Start Document text
As discussed above, the Jefferson County Commission voted to amend the
Ordinance at its meeting on March 23, 2005. The minutes from that meeting indicate that
the following occurred:
Paul Raco appeared before the Commission to discuss the
Zoning Ordinance Amendments. After discussion, amended
motion by Morgan, second by Tabb to approve the March 17th 2005 draft of the Zoning Ordinance Amendments as presented
with an effective date of April 8, 2005 with the changes asked
by Commissioner Tabb to include the following: Motion carried.
Take out secondary
Take out substantial way
Motion by Tabb, second by Manuel, for administrative
purposes to recognize that all applications in the Office of
Planning Zoning and Engineering received on and before the
closing business of April 8, 2005, which address all the
necessary 23 questions on the application be grandfathered in,
and that applications received after April 8, 2005 comply with
the new amendments. Motion carried.
End Document text
Start Recorded data
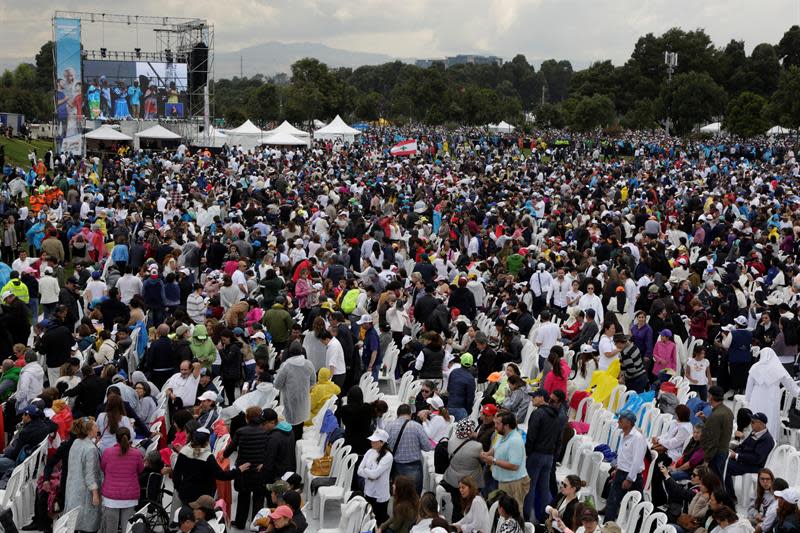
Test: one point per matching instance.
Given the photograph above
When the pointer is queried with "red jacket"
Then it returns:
(121, 473)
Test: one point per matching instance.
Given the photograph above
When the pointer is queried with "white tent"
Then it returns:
(158, 132)
(283, 138)
(778, 130)
(714, 127)
(502, 127)
(286, 127)
(107, 133)
(248, 128)
(337, 130)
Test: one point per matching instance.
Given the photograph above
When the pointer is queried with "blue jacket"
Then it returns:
(460, 389)
(754, 452)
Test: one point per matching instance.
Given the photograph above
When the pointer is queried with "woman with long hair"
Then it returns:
(111, 420)
(121, 466)
(427, 512)
(566, 506)
(404, 506)
(764, 497)
(83, 477)
(476, 513)
(375, 469)
(508, 508)
(557, 378)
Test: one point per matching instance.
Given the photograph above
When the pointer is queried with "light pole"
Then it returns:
(671, 60)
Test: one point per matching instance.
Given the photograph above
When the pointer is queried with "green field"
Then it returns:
(17, 150)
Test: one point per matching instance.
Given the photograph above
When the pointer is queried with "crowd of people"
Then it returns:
(288, 274)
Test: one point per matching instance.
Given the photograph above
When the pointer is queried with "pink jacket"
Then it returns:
(553, 382)
(121, 473)
(664, 356)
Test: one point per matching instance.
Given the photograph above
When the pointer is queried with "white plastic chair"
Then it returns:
(626, 507)
(66, 522)
(339, 491)
(640, 513)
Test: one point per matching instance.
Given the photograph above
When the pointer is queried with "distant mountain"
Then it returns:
(274, 57)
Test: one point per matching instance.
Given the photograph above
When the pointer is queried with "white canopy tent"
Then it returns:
(286, 127)
(248, 135)
(158, 132)
(107, 133)
(714, 127)
(337, 130)
(283, 138)
(502, 127)
(778, 130)
(156, 137)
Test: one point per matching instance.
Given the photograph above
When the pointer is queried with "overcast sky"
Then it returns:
(579, 30)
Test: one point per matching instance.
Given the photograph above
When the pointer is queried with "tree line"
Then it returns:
(752, 92)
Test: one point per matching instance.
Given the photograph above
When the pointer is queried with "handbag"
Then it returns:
(321, 466)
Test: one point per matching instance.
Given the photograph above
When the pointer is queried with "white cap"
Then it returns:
(208, 395)
(379, 435)
(435, 402)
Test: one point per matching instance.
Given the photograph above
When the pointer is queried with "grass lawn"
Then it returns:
(17, 150)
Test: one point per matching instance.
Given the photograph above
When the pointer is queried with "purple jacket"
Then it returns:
(121, 473)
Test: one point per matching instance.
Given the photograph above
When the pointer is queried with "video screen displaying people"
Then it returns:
(123, 90)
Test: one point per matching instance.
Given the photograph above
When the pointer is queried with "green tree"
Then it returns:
(789, 47)
(557, 76)
(784, 106)
(692, 98)
(590, 112)
(745, 115)
(642, 116)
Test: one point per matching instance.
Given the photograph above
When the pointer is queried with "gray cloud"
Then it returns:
(580, 30)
End Recorded data
## Set of tasks
1: Do these statements agree with the zoning ordinance text? For each, answer yes or no and quote the deciding words from the text.
(a) Morgan made the motion to approve the amendments, and Tabb seconded it.
(b) The amendments took effect on March 23, 2005.
(c) Applications received after April 8, 2005 were grandfathered in.
2: Which lines of the listing contain the string "tent", with case counting? Select and copy each of them.

## Solutions by task
1:
(a) Yes: "amended motion by Morgan, second by Tabb"
(b) No: "with an effective date of April 8, 2005"
(c) No: "applications received after April 8, 2005 comply with the new amendments"

2:
When the pointer is queried with "white tent"
When the pointer is queried with "white canopy tent"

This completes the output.